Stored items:

"""

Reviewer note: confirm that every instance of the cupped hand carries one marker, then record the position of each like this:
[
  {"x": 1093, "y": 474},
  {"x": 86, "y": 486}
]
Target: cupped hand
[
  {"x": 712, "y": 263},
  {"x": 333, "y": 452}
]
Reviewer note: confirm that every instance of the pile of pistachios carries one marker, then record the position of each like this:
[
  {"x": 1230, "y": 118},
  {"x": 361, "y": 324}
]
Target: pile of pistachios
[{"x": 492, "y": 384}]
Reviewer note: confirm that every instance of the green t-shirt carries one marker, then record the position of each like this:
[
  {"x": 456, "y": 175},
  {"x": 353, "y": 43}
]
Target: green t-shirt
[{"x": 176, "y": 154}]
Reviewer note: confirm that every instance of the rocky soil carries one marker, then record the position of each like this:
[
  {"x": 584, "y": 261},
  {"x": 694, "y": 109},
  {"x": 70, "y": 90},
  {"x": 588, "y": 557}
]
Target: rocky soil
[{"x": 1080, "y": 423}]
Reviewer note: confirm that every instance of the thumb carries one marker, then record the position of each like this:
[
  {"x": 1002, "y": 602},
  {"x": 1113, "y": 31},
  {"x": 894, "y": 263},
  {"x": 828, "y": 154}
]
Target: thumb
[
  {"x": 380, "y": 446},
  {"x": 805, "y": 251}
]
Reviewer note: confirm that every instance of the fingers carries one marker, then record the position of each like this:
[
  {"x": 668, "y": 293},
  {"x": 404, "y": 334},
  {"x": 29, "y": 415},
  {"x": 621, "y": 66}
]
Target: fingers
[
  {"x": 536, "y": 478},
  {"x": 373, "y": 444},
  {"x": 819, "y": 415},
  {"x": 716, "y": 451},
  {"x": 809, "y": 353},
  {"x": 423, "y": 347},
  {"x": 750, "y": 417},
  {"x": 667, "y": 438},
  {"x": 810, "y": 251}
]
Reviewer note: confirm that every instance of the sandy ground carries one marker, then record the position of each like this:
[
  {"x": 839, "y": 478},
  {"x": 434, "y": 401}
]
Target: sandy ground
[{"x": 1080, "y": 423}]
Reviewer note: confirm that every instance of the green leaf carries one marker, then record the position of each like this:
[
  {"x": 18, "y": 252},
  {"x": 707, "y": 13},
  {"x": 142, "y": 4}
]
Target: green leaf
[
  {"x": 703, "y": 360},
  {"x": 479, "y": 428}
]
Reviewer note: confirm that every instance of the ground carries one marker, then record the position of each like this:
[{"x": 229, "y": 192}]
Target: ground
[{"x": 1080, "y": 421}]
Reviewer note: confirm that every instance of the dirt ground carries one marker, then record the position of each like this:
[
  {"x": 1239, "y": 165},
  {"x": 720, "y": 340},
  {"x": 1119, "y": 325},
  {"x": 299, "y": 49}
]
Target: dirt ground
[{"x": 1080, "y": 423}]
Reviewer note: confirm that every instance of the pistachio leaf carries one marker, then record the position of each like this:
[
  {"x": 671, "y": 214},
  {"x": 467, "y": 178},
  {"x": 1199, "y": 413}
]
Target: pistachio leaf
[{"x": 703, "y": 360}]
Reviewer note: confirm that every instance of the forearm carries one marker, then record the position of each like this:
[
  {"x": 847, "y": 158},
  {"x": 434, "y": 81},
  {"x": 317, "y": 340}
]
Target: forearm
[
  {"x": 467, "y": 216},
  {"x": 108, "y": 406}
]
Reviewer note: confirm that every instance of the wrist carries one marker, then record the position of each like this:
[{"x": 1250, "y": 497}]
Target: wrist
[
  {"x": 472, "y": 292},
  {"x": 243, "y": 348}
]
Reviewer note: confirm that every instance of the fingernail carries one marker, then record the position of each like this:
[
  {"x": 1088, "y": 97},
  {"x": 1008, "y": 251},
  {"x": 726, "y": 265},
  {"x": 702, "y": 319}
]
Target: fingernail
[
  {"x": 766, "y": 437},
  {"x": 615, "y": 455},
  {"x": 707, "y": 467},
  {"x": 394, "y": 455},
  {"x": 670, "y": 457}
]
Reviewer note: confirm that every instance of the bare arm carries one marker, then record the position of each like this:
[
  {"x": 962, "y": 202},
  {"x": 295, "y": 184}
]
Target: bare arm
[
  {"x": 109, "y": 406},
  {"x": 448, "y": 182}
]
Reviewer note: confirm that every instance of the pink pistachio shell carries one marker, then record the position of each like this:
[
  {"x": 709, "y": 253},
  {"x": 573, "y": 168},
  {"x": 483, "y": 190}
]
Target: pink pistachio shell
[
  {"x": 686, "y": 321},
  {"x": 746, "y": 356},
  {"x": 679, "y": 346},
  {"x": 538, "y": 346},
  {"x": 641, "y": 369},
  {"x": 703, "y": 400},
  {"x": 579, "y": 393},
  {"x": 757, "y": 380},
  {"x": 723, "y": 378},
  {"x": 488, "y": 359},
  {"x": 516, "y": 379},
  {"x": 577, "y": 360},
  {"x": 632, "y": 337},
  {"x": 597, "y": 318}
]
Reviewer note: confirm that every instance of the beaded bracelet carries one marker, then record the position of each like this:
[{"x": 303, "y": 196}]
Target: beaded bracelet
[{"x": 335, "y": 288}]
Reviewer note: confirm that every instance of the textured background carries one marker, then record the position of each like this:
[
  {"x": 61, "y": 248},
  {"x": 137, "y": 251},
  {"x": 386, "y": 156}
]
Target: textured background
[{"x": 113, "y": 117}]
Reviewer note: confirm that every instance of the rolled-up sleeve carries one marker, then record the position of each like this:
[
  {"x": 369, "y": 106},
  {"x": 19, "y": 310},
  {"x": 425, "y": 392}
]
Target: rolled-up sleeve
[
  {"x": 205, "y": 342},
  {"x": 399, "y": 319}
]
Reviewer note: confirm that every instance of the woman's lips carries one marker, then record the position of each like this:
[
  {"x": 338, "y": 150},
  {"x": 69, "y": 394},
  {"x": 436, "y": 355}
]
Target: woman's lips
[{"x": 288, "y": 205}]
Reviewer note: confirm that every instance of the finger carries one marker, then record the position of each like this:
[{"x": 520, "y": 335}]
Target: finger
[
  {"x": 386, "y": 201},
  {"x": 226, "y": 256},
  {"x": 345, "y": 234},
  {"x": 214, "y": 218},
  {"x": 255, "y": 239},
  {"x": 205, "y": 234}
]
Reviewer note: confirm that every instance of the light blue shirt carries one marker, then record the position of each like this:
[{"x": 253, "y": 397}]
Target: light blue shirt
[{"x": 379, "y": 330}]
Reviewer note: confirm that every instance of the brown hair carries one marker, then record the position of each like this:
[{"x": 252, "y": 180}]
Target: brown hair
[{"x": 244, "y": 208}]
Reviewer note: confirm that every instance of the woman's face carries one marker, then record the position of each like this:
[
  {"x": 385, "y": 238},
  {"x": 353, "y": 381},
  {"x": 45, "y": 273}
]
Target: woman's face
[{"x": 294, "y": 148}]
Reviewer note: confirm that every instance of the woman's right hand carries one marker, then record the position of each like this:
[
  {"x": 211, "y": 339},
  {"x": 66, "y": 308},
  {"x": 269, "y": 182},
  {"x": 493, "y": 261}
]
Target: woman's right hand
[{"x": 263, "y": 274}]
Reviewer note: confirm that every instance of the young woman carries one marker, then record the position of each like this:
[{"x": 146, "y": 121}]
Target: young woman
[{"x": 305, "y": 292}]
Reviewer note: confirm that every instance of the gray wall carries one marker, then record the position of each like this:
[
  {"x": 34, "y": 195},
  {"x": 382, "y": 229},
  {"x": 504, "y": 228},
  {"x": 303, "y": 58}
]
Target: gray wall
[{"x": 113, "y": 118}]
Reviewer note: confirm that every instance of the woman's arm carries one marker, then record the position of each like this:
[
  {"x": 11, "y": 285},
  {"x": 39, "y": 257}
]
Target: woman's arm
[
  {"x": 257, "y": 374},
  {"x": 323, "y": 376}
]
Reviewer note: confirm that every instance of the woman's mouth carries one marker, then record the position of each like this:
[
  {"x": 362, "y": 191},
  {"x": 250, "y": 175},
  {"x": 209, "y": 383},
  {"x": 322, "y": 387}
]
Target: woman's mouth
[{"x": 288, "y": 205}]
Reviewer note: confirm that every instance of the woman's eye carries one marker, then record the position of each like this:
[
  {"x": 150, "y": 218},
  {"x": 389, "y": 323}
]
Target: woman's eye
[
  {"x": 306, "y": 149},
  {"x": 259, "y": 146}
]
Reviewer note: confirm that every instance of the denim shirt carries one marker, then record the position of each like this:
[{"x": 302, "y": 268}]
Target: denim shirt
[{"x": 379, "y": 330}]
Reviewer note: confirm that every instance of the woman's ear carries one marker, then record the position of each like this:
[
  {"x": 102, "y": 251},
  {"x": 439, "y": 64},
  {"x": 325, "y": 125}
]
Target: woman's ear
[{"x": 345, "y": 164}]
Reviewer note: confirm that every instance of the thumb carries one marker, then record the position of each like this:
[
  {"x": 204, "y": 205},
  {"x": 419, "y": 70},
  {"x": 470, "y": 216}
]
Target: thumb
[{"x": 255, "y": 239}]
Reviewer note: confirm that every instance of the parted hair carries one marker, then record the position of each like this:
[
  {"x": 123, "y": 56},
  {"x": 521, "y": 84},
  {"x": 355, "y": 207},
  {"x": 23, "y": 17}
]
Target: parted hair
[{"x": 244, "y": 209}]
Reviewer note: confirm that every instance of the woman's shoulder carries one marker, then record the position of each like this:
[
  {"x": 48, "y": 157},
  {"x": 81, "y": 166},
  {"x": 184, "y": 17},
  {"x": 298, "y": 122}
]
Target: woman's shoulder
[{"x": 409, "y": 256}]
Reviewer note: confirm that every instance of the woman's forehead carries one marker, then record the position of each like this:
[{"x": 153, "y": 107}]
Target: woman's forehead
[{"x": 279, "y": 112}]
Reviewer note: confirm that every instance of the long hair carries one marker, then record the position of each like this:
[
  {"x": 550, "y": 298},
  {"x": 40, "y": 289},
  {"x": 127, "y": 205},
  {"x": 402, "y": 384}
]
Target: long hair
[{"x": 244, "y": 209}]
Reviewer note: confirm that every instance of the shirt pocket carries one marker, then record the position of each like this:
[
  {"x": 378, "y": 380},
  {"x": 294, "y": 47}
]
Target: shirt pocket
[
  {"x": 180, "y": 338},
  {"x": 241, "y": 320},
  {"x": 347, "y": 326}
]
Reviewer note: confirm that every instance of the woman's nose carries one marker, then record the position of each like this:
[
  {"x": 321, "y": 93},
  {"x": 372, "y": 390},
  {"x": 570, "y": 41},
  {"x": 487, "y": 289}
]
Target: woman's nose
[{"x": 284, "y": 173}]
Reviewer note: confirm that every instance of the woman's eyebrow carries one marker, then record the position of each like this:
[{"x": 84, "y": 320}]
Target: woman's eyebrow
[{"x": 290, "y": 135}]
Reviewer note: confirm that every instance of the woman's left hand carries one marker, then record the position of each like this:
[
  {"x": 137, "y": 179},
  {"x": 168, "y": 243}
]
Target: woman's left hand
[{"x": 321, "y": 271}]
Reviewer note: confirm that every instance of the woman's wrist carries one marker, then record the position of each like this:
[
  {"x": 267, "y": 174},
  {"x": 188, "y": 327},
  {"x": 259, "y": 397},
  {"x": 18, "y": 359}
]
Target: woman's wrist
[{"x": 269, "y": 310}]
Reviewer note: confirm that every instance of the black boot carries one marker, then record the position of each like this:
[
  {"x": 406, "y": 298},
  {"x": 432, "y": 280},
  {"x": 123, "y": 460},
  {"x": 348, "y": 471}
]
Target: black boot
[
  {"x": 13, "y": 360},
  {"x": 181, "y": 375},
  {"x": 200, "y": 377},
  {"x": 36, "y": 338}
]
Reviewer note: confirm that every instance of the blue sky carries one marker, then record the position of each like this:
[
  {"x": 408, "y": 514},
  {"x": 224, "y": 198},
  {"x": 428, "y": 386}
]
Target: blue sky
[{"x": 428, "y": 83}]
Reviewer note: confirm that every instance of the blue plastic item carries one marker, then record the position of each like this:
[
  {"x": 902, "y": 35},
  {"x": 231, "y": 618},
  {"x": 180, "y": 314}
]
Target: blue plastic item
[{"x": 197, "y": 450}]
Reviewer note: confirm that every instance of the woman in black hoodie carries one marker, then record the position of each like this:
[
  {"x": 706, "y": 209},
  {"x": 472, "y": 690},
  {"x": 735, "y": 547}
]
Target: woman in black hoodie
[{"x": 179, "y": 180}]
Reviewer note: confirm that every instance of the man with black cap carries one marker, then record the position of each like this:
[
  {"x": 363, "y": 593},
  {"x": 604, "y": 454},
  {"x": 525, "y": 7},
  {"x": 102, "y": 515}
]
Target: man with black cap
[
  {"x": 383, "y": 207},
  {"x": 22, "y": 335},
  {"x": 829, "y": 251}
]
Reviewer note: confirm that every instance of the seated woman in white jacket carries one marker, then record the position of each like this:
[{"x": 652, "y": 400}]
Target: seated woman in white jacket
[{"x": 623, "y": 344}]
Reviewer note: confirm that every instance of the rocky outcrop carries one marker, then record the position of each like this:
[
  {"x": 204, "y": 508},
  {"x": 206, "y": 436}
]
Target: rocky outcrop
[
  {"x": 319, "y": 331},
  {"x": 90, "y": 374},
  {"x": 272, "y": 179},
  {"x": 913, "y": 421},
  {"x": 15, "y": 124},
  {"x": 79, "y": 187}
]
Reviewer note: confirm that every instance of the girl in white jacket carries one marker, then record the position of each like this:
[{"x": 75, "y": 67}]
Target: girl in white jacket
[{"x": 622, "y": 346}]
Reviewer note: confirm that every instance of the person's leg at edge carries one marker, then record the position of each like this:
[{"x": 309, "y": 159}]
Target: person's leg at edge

"""

→ EXERCISE INSTRUCTIONS
Among the lines of the data, which ones contain the word "edge"? Show them.

→ SOLUTION TO THIS PROBLEM
Reviewer note: confirm that every instance of the person's leg at edge carries one marker, then record the position of each like this:
Target: person's leg at edge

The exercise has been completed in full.